TASK DETAILS: Return, word for word, only the lines from the one containing "Would you mind tagging the wooden" through the last line of the entries.

DATASET ROWS:
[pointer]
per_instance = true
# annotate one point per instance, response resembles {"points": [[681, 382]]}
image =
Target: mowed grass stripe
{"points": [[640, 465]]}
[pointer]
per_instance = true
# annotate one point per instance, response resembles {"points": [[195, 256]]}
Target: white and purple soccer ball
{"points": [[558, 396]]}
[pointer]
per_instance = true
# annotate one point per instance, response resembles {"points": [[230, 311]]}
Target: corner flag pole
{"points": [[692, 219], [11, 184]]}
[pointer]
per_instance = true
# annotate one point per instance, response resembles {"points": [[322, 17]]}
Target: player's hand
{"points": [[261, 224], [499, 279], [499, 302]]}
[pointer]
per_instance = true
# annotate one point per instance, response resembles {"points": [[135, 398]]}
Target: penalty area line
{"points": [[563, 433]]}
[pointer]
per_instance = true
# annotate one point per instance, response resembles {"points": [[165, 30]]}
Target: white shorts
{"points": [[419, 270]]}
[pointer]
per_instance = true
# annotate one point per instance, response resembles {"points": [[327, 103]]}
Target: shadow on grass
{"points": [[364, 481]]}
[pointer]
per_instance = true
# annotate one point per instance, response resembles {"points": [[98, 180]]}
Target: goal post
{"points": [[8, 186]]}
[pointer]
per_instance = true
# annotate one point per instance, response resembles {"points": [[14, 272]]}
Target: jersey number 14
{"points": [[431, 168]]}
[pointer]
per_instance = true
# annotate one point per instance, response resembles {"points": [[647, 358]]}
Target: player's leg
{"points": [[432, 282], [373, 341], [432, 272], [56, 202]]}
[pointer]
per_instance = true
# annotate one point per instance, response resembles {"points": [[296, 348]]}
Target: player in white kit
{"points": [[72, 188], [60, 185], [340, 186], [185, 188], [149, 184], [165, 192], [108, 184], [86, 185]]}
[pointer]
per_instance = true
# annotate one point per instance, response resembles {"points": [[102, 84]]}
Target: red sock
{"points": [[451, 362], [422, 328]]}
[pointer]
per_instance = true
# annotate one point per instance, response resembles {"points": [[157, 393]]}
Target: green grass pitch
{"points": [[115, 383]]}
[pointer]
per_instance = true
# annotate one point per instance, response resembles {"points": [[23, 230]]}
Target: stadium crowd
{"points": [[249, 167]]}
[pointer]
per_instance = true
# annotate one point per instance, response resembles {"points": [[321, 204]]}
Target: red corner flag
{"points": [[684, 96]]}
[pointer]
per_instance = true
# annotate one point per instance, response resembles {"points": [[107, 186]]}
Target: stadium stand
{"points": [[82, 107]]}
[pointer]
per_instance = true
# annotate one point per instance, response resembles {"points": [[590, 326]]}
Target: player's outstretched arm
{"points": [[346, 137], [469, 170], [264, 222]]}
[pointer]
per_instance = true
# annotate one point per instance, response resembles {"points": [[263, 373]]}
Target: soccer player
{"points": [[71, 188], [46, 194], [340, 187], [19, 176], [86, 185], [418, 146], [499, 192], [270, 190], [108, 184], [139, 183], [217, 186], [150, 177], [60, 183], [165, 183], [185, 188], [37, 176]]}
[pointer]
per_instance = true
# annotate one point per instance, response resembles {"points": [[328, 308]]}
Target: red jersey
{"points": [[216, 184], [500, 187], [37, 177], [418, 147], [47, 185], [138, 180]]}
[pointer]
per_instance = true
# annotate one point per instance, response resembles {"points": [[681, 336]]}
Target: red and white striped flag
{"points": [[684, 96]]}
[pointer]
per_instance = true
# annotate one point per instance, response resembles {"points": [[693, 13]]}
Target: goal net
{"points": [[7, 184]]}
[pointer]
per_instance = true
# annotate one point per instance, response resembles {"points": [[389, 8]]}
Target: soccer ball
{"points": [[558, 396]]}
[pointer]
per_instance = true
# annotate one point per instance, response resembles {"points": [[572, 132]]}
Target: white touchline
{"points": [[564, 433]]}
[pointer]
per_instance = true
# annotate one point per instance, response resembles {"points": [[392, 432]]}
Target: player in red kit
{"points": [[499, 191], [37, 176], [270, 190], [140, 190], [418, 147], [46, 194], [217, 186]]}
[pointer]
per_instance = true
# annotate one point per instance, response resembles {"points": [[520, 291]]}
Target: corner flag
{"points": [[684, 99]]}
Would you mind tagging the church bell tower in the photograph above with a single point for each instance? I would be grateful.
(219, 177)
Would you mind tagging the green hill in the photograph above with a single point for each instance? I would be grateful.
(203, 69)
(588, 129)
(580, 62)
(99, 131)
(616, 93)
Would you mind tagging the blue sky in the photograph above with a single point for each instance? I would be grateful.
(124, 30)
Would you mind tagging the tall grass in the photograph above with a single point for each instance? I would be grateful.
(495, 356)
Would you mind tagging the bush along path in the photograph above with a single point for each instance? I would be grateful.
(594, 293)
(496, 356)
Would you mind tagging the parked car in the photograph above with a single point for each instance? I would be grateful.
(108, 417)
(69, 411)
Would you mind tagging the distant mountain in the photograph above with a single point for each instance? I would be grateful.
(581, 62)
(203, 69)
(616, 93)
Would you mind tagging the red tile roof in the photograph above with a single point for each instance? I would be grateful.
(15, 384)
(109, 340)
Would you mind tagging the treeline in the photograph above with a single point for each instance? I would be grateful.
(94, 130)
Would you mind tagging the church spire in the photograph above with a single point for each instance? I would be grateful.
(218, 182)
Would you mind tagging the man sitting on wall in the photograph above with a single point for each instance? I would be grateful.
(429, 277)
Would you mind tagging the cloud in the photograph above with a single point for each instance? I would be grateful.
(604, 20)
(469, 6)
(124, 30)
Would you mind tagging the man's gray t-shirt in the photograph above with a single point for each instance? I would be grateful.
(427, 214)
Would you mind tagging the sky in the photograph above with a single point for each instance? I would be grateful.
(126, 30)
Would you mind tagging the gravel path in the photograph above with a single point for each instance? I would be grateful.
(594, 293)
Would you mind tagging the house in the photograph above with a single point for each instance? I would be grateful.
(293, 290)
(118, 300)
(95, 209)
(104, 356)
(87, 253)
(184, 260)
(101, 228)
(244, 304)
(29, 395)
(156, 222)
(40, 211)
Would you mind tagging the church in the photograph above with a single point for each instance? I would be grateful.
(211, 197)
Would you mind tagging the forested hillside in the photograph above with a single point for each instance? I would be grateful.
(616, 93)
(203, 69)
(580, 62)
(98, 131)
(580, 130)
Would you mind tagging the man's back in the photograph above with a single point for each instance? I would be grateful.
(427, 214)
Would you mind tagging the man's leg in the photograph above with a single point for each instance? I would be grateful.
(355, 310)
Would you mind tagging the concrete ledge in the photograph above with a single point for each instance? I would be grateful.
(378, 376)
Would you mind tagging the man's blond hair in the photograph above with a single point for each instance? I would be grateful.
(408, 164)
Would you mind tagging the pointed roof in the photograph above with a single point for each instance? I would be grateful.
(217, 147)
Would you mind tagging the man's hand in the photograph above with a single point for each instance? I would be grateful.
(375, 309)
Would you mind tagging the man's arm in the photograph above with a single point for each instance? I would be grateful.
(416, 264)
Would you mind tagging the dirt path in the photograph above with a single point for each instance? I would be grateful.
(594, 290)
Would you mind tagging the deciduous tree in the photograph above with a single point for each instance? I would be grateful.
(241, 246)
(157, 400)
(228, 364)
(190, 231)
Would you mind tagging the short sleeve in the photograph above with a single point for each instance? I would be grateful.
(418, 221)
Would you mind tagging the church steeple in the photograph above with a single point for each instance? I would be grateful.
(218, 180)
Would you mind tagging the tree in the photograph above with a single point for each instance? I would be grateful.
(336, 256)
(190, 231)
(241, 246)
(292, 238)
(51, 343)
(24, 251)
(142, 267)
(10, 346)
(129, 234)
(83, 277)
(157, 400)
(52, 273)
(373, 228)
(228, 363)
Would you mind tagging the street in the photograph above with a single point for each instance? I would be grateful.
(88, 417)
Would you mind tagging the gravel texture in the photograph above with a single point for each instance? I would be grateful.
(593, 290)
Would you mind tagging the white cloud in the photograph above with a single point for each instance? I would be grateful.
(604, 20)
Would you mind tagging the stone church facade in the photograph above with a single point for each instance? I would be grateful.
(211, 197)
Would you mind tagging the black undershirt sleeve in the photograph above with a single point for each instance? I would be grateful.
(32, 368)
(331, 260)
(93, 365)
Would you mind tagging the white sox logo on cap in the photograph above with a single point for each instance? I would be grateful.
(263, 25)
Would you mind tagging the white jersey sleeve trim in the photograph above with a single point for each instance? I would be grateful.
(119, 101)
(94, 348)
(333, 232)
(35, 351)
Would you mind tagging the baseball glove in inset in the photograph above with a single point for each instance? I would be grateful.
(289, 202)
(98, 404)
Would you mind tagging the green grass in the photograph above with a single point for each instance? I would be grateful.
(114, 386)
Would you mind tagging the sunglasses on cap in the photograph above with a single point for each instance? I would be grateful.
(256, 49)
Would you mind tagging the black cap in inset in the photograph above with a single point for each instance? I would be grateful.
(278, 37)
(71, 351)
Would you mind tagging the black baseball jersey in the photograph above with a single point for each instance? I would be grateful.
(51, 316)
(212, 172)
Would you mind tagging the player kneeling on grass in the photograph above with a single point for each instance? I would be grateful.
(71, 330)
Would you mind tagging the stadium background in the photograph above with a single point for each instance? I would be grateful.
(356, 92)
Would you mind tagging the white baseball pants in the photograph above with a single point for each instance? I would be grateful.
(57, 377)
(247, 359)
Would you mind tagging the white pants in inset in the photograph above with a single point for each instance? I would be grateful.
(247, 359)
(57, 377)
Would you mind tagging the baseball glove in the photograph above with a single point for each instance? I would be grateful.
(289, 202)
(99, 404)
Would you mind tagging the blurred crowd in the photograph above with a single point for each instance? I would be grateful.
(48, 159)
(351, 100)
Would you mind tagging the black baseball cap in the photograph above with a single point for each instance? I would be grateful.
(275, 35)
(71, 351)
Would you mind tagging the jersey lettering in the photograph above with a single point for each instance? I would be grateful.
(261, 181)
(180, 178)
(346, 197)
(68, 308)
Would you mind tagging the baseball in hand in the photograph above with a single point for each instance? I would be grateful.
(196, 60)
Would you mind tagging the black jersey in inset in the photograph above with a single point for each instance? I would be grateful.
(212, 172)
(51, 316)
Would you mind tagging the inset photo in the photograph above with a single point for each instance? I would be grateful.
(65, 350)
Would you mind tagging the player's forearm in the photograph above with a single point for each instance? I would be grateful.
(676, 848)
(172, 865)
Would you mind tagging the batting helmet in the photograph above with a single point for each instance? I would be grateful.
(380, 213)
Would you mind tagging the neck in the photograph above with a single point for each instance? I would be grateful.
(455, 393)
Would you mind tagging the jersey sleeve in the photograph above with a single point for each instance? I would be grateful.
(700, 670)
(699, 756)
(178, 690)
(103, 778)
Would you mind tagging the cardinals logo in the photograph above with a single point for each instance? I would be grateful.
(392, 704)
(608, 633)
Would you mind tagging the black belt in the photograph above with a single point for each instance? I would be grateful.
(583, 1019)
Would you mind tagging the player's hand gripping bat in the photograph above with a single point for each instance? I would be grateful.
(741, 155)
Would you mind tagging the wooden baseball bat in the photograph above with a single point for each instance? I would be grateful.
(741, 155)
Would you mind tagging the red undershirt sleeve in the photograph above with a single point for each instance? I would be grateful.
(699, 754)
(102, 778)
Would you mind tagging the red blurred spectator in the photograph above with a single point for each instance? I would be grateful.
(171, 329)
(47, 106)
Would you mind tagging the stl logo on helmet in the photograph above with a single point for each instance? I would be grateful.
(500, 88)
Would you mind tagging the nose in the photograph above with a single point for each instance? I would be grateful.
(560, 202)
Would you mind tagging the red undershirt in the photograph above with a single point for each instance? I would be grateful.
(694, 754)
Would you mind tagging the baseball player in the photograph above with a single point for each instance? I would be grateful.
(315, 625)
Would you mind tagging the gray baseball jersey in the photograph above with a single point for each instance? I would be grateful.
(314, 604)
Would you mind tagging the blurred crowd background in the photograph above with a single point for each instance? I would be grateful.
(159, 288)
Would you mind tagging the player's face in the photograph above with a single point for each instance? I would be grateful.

RESPONSE TO THIS EXERCISE:
Would you mind tagging the wooden baseball bat in the photograph above with a single point for each instance? I would be grateful.
(741, 155)
Would you mind tagging the red undershirt sleeve in the photograph above with a single point for each instance? I would be grateful.
(699, 754)
(102, 778)
Would you mind tagging the red blurred spectator in the photograph above with a single point for each instance? I would be grateful.
(171, 329)
(47, 106)
Would you mind tagging the stl logo on helmet in the photograph above with a single point for each instance? I would be grateful.
(500, 88)
Would you mind tagging the nose in the photograph above with a single point for each instance? I would be grateful.
(560, 202)
Would you mind tagging the red undershirt in the photograph above with a single point for each instance? I would be grateful.
(694, 754)
Would you mind tagging the baseball player in the photograph above with a single point for each instance? I would be grateful.
(315, 625)
Would you mind tagging the gray baseball jersey in the photograph above with a single point for each instance? I would be grateful.
(314, 604)
Would you mind tagging the blurred crowd background in the photograph above with a single point for each instance? I would be grateful.
(159, 288)
Would you mind tagging the player's face in the photograph above with a single point for each instance? I would be grateful.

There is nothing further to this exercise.